# [EXERCISE REQUIREMENTS]
Look through the records below for the line holding "Where can you see the green". Write it out exactly, with each following line through the line holding "Where can you see the bush".

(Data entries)
┌──

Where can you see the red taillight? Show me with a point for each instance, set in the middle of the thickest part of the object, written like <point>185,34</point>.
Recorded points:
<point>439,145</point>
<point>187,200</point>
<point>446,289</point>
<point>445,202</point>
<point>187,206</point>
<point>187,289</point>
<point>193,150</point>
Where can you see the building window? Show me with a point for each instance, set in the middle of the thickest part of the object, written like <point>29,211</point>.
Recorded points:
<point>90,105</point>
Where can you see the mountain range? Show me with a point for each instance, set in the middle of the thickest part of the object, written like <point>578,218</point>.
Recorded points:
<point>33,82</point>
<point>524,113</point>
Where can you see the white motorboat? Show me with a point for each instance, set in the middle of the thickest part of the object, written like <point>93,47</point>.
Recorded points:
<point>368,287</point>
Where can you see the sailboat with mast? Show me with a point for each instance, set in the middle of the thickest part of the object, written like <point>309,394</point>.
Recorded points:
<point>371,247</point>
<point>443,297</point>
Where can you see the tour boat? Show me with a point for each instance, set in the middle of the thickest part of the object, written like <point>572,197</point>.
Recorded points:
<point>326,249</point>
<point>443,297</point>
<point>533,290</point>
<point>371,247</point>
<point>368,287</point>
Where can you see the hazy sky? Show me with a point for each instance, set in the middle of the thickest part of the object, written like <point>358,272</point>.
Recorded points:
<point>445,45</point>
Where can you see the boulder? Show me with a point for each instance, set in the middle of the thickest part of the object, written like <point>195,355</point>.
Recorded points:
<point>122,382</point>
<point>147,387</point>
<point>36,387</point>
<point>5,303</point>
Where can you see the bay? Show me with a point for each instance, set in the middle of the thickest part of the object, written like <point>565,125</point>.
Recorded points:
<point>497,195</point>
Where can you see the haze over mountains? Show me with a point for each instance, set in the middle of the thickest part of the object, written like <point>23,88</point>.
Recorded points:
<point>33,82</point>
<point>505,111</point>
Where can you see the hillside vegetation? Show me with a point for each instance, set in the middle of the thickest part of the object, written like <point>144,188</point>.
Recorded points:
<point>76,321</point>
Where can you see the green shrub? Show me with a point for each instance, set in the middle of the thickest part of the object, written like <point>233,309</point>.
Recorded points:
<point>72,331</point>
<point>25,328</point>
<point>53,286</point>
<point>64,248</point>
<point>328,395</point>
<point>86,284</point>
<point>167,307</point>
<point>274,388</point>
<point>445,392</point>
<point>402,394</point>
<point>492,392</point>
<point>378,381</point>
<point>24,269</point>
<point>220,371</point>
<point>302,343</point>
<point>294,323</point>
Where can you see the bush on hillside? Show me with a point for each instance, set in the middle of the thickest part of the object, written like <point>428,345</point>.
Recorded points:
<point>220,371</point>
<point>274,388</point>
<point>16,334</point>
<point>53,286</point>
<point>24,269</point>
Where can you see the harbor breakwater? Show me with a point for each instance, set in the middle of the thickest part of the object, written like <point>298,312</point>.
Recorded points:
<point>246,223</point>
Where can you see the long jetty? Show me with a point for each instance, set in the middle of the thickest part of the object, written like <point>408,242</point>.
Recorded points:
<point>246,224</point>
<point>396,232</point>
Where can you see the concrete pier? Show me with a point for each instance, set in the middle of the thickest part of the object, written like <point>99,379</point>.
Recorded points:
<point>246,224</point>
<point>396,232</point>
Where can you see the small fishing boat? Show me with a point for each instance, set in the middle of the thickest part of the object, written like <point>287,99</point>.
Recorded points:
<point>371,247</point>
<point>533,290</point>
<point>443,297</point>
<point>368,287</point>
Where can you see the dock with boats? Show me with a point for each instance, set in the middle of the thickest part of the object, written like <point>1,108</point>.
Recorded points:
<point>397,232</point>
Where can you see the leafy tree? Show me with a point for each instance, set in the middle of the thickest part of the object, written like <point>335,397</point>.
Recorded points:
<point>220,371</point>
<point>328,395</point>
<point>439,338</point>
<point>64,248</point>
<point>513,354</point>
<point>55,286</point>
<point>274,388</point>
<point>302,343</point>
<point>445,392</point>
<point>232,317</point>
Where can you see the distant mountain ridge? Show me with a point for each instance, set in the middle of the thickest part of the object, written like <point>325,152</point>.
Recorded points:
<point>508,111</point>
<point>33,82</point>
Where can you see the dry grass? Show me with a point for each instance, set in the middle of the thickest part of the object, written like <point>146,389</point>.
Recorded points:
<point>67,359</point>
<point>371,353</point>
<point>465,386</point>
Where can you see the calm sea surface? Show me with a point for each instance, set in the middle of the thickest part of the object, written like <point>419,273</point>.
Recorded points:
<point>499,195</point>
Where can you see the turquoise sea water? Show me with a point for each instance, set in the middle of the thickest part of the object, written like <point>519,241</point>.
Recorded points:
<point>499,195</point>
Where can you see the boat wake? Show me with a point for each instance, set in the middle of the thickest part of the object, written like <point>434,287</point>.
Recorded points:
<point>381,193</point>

└──

# [SOLUTION TO THIS PROBLEM]
Where can you see the green shrub? Show me with a point for each instance, set in the middle of the thickest part of the object, written like <point>233,309</point>.
Recorded points:
<point>72,331</point>
<point>25,328</point>
<point>53,286</point>
<point>64,248</point>
<point>328,395</point>
<point>86,284</point>
<point>167,307</point>
<point>274,388</point>
<point>445,392</point>
<point>402,394</point>
<point>492,392</point>
<point>378,381</point>
<point>24,269</point>
<point>220,371</point>
<point>302,343</point>
<point>294,323</point>
Where can you see the bush on hillside? Show me with a point for each instance, set in the middle of the thickest part of the object, written like <point>428,345</point>.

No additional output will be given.